> [Records supplied]:
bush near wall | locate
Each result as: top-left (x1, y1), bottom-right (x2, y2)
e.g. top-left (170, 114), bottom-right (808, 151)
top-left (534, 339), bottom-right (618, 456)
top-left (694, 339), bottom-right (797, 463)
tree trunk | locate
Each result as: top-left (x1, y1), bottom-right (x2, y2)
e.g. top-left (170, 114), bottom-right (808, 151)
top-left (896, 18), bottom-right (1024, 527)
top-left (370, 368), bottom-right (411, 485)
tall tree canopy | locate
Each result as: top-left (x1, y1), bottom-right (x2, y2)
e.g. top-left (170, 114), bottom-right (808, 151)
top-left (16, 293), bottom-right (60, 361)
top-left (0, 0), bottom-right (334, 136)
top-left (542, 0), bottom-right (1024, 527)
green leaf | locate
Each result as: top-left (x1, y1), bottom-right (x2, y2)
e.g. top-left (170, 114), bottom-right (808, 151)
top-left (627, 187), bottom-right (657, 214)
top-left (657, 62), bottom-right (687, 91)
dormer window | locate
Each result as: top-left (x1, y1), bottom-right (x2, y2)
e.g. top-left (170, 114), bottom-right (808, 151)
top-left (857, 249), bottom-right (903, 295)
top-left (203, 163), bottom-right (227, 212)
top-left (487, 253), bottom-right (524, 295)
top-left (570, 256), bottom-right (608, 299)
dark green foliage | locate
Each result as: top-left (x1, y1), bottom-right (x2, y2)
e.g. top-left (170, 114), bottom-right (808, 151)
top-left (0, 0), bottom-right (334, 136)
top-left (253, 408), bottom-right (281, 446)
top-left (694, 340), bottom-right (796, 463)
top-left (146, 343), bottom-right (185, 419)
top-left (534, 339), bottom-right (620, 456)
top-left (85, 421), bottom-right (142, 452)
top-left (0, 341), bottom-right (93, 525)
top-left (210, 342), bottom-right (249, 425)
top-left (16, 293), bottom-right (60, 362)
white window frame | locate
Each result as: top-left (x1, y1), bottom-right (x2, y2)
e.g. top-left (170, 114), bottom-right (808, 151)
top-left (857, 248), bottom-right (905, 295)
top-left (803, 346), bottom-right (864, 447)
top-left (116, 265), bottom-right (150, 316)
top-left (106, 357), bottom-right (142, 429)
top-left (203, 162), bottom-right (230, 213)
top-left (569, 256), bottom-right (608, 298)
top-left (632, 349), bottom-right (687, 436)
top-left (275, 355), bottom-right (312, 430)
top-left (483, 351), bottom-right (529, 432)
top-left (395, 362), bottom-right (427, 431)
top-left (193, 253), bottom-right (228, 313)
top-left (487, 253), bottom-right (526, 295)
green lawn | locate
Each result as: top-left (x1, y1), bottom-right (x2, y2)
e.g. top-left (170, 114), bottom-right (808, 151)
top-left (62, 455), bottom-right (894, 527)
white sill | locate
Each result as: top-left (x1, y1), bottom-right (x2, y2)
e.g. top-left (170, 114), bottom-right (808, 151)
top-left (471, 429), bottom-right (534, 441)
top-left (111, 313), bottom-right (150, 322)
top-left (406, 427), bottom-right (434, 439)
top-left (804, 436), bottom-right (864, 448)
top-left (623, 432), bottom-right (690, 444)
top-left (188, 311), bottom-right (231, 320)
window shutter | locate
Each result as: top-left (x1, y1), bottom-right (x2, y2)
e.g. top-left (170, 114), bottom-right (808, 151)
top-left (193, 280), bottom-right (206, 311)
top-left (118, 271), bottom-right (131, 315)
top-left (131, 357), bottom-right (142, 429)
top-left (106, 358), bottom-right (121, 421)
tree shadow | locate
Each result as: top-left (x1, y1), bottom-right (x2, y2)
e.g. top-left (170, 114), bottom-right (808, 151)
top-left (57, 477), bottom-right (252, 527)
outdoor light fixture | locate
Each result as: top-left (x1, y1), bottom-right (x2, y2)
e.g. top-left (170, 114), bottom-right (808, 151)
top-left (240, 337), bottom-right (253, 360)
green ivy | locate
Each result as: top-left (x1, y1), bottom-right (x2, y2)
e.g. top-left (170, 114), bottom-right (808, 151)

> [Exercise goal]:
Reproduce the material above line for line, with no changes to wording, spacing, or order.

> [Worked solution]:
bush near wall | locate
Each result as: top-left (x1, y1), bottom-right (x2, y2)
e.g. top-left (170, 114), bottom-right (808, 151)
top-left (534, 339), bottom-right (618, 456)
top-left (694, 339), bottom-right (797, 463)
tree trunk | locate
Each result as: top-left (x1, y1), bottom-right (x2, y2)
e.g. top-left (170, 114), bottom-right (808, 151)
top-left (896, 18), bottom-right (1024, 527)
top-left (370, 368), bottom-right (411, 485)
tall tree canopy | locate
Each result as: top-left (x1, y1), bottom-right (x2, y2)
e.g. top-left (170, 114), bottom-right (808, 151)
top-left (16, 293), bottom-right (60, 361)
top-left (0, 0), bottom-right (334, 136)
top-left (542, 0), bottom-right (1024, 527)
green leaf | locate
Each result as: top-left (x1, y1), bottom-right (x2, y2)
e.g. top-left (170, 114), bottom-right (808, 151)
top-left (627, 187), bottom-right (657, 214)
top-left (657, 62), bottom-right (687, 91)
dormer window | locate
Each result as: top-left (x1, y1), bottom-right (x2, y2)
e.g. top-left (170, 114), bottom-right (808, 151)
top-left (857, 249), bottom-right (903, 295)
top-left (203, 163), bottom-right (227, 212)
top-left (487, 253), bottom-right (524, 295)
top-left (570, 256), bottom-right (608, 299)
dark green foliage | locate
Each result as: top-left (x1, y1), bottom-right (x2, y2)
e.g. top-left (170, 114), bottom-right (808, 151)
top-left (0, 0), bottom-right (334, 136)
top-left (253, 408), bottom-right (281, 446)
top-left (694, 340), bottom-right (796, 463)
top-left (146, 343), bottom-right (185, 419)
top-left (534, 339), bottom-right (620, 456)
top-left (85, 421), bottom-right (142, 452)
top-left (0, 341), bottom-right (93, 525)
top-left (210, 342), bottom-right (249, 425)
top-left (16, 293), bottom-right (60, 362)
white window frame | locate
Each result as: top-left (x1, y1), bottom-right (x2, y2)
e.g. top-left (170, 114), bottom-right (808, 151)
top-left (857, 248), bottom-right (905, 295)
top-left (803, 346), bottom-right (864, 447)
top-left (116, 265), bottom-right (150, 316)
top-left (106, 357), bottom-right (142, 429)
top-left (203, 162), bottom-right (230, 213)
top-left (569, 256), bottom-right (608, 298)
top-left (632, 349), bottom-right (687, 436)
top-left (275, 355), bottom-right (312, 430)
top-left (483, 351), bottom-right (529, 432)
top-left (395, 362), bottom-right (427, 431)
top-left (193, 253), bottom-right (228, 313)
top-left (487, 253), bottom-right (526, 295)
green lawn | locate
Each result as: top-left (x1, y1), bottom-right (x2, y2)
e.g. top-left (170, 114), bottom-right (808, 151)
top-left (62, 455), bottom-right (894, 527)
white sill | locate
Each result as: top-left (x1, y1), bottom-right (x2, y2)
e.g. top-left (170, 114), bottom-right (808, 151)
top-left (471, 429), bottom-right (534, 441)
top-left (111, 313), bottom-right (150, 322)
top-left (406, 427), bottom-right (434, 439)
top-left (804, 436), bottom-right (864, 448)
top-left (623, 432), bottom-right (690, 444)
top-left (188, 311), bottom-right (231, 320)
window shutter | locate
Each result as: top-left (x1, y1), bottom-right (x2, y2)
e.g. top-left (170, 114), bottom-right (808, 151)
top-left (193, 280), bottom-right (206, 311)
top-left (118, 271), bottom-right (131, 315)
top-left (131, 357), bottom-right (142, 429)
top-left (106, 358), bottom-right (121, 421)
tree shadow | locate
Each result as: top-left (x1, y1), bottom-right (x2, y2)
e.g. top-left (170, 114), bottom-right (808, 151)
top-left (57, 477), bottom-right (252, 527)
outdoor light fixture | locate
Each result as: top-left (x1, y1), bottom-right (x2, y2)
e.g. top-left (170, 114), bottom-right (808, 151)
top-left (240, 337), bottom-right (253, 360)
green ivy | locate
Each result as: top-left (x1, y1), bottom-right (x2, y2)
e.g. top-left (170, 114), bottom-right (808, 151)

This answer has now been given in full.